◆ **Referring expression data**
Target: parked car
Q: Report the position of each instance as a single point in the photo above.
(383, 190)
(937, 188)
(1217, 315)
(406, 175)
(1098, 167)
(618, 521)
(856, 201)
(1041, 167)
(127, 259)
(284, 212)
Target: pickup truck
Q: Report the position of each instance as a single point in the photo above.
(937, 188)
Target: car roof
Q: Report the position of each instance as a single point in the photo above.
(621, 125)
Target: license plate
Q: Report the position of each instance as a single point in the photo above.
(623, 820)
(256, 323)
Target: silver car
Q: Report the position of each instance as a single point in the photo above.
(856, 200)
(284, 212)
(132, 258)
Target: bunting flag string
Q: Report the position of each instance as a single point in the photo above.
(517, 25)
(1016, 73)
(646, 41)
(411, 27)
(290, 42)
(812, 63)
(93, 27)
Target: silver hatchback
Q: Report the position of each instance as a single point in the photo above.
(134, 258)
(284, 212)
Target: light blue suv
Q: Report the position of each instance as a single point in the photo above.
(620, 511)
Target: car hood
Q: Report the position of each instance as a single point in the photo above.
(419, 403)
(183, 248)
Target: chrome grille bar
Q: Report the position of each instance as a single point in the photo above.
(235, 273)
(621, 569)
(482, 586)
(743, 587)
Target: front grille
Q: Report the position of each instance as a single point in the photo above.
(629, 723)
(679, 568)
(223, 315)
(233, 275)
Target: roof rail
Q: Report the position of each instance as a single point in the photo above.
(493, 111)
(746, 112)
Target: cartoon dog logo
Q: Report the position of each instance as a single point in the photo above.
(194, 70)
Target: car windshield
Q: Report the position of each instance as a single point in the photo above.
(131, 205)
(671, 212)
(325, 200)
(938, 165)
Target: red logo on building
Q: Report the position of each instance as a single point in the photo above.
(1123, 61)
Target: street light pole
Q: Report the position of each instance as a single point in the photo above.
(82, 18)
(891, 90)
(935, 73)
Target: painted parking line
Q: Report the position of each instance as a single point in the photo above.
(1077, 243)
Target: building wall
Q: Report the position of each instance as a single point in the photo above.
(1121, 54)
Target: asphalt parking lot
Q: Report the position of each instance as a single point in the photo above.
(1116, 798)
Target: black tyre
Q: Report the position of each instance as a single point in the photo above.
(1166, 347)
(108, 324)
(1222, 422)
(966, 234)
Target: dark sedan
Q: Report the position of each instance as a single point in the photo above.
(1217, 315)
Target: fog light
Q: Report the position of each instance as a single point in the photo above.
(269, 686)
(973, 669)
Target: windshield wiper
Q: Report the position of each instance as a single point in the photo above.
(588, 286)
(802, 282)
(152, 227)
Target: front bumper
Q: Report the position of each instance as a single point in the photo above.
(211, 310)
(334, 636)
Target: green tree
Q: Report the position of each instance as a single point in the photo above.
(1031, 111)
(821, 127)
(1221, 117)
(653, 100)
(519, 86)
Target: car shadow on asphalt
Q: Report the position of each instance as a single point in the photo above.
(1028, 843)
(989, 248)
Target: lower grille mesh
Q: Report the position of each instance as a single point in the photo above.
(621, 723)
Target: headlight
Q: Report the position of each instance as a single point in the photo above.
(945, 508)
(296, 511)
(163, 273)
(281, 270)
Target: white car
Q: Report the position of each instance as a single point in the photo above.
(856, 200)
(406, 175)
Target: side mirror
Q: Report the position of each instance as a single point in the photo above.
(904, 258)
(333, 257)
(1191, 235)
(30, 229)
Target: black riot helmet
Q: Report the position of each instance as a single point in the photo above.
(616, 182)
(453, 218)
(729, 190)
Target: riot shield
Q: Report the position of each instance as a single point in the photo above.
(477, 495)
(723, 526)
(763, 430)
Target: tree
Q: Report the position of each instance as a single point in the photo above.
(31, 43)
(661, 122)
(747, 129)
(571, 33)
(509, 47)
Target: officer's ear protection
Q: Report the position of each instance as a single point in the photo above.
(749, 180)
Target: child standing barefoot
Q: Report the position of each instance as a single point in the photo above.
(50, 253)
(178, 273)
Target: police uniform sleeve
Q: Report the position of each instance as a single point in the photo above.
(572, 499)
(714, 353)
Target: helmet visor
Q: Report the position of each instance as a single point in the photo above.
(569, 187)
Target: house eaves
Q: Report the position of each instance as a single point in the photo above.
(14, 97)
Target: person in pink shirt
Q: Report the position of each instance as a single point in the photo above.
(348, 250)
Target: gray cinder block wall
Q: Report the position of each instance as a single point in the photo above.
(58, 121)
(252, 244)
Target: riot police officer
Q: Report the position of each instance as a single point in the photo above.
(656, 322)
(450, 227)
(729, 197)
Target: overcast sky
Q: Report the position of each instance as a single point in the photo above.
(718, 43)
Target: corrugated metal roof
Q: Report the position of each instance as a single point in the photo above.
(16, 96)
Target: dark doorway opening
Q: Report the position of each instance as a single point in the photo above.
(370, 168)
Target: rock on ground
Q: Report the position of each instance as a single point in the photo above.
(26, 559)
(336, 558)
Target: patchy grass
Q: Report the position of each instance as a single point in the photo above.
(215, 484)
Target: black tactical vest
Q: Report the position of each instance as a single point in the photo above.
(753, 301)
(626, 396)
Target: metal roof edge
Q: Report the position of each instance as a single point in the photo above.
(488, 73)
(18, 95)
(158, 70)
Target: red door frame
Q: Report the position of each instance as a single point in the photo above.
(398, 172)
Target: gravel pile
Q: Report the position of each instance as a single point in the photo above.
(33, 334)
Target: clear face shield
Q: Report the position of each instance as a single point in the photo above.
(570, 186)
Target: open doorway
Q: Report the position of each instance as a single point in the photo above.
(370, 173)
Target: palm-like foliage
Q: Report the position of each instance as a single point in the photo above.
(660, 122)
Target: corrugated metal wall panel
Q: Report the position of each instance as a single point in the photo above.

◆ **Exercise instructions**
From the data above, return every line from the line that has "Target: house eaves" up to and including the line that has "Target: gray cinder block wall", exactly.

◆ **Final answer**
Target: house eaves
Q: Report the position of each instance as a single point in the photo above.
(14, 97)
Target: person in pink shirt
Q: Report the position of each instance as a single point in the photo above.
(348, 250)
Target: gray cinder block wall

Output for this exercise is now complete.